__Activity__. Change "rough mask" to "coarse mask" in the rows that run from the start of the rows through the line containing "207L805 263L728 276L619", inclusive, and reproduce only those lines with all else unaltered.

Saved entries
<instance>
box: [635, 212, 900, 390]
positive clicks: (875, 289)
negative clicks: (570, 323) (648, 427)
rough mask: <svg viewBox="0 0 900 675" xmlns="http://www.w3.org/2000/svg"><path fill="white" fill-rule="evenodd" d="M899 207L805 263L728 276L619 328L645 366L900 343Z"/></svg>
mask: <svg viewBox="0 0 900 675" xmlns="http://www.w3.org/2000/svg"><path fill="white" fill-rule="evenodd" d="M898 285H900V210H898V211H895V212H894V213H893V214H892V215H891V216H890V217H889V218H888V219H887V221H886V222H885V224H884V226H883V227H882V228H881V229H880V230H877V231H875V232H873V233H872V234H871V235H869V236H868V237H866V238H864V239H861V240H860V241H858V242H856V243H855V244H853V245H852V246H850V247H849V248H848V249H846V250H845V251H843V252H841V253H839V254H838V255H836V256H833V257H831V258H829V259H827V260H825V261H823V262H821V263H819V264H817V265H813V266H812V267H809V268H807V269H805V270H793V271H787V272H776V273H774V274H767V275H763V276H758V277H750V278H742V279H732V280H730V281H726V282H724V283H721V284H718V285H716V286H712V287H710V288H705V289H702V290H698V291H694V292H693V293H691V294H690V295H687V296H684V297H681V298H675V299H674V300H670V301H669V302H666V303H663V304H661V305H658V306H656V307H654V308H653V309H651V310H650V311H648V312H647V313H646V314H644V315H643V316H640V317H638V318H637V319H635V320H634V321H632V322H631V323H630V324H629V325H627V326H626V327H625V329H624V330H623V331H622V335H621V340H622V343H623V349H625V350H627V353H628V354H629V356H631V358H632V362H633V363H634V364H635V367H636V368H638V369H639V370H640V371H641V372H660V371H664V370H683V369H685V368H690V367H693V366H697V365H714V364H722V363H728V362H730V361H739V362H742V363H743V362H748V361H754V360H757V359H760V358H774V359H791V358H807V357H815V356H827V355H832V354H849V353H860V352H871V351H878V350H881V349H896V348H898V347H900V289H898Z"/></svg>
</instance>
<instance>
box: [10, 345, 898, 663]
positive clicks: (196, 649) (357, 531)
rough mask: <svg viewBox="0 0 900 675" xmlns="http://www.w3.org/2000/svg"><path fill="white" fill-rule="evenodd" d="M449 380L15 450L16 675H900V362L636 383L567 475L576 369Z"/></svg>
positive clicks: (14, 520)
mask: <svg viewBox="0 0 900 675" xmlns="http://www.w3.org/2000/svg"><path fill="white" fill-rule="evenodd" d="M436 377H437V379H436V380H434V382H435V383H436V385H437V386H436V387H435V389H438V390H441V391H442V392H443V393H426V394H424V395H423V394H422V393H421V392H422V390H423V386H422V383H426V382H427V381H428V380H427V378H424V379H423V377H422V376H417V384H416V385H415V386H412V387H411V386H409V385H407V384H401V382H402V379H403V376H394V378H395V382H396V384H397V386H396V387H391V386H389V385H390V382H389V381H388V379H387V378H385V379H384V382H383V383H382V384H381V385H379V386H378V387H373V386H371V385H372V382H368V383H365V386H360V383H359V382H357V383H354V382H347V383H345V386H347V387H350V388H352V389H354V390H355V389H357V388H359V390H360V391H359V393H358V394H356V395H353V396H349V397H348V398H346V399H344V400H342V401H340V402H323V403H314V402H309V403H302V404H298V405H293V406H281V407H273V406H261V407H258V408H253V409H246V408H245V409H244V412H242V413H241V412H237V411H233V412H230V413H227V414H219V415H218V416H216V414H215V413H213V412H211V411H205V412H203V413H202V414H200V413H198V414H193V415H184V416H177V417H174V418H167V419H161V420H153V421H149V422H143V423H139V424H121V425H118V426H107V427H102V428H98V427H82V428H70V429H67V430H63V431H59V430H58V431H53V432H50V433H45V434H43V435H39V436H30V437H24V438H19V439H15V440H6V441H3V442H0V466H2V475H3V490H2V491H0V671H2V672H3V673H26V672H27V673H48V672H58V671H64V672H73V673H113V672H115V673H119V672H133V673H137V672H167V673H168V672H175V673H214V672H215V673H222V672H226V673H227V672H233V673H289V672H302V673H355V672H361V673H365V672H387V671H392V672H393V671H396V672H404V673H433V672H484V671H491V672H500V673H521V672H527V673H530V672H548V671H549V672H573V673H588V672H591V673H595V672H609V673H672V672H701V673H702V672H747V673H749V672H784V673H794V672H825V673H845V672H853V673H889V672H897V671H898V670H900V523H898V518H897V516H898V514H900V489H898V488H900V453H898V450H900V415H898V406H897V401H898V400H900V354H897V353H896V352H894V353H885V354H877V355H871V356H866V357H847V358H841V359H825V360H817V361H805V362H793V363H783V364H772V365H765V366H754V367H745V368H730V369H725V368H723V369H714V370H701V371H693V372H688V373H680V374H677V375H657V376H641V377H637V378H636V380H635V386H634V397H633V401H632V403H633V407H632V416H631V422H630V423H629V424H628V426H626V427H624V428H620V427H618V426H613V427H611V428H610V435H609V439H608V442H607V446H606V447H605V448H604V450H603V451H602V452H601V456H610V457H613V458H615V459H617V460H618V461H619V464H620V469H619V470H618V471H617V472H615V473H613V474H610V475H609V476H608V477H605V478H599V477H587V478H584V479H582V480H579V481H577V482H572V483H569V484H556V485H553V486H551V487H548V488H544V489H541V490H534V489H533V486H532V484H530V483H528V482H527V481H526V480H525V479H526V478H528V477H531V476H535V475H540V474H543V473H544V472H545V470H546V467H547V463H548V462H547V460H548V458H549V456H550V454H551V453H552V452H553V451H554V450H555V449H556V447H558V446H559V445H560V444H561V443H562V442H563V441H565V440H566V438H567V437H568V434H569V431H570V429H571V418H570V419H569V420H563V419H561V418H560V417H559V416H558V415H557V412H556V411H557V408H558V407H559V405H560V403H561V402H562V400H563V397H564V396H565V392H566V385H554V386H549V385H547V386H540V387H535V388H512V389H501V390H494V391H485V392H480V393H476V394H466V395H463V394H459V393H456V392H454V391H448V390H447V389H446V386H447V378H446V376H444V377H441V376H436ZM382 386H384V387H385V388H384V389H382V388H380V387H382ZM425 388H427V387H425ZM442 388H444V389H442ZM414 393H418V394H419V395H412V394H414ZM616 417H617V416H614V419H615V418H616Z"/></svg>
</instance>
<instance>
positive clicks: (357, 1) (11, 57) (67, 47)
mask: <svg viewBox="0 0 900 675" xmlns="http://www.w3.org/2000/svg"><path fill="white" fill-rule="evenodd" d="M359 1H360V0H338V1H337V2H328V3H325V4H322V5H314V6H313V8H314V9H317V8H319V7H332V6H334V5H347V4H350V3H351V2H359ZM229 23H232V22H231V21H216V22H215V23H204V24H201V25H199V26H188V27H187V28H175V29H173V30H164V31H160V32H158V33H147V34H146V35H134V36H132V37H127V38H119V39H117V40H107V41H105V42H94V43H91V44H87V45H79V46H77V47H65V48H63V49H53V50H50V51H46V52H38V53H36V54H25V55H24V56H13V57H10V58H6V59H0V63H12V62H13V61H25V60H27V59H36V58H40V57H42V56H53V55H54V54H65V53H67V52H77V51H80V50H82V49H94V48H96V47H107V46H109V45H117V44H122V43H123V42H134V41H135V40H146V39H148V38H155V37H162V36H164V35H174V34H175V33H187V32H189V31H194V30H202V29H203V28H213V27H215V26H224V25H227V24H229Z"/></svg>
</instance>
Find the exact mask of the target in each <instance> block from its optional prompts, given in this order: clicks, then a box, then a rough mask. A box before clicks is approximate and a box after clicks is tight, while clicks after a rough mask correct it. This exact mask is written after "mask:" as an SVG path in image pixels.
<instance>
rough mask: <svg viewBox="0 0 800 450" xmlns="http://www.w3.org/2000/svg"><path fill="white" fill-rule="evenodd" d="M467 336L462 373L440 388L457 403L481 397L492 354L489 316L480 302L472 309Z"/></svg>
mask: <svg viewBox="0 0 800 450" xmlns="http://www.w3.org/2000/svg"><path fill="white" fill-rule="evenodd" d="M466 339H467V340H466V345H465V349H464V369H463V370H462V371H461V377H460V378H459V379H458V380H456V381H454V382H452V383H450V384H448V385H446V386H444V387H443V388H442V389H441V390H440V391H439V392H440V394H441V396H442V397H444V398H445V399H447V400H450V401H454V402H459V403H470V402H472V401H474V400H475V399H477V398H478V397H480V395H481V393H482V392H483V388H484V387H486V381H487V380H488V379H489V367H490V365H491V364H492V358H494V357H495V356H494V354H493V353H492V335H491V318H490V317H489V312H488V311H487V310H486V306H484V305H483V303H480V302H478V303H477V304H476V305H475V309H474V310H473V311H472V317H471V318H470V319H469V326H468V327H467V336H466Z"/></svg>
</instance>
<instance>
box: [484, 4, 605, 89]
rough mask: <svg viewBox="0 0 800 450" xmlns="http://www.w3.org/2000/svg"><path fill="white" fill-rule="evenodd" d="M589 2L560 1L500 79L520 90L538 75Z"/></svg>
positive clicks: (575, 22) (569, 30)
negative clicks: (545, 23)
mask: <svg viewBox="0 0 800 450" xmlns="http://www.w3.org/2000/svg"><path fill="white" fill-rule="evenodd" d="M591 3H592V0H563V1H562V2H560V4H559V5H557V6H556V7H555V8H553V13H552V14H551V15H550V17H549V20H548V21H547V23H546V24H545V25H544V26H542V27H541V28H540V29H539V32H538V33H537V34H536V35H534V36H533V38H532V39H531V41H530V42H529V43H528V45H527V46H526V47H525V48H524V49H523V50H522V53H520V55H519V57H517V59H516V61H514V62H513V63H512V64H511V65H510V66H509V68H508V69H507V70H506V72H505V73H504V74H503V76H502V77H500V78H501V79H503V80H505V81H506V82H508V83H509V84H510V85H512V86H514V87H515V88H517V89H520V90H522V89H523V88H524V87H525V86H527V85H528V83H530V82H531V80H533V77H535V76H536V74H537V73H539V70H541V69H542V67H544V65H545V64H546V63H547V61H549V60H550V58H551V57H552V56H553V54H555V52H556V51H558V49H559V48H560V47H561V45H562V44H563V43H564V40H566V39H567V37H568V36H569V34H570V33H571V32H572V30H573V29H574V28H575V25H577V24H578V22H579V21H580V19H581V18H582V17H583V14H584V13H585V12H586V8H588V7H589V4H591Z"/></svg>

__Task result__.
<instance>
box: [635, 212, 900, 390]
positive clicks: (875, 289)
negative clicks: (570, 323) (648, 427)
coarse mask: <svg viewBox="0 0 900 675" xmlns="http://www.w3.org/2000/svg"><path fill="white" fill-rule="evenodd" d="M899 207L805 263L728 276L619 328L645 366L900 343Z"/></svg>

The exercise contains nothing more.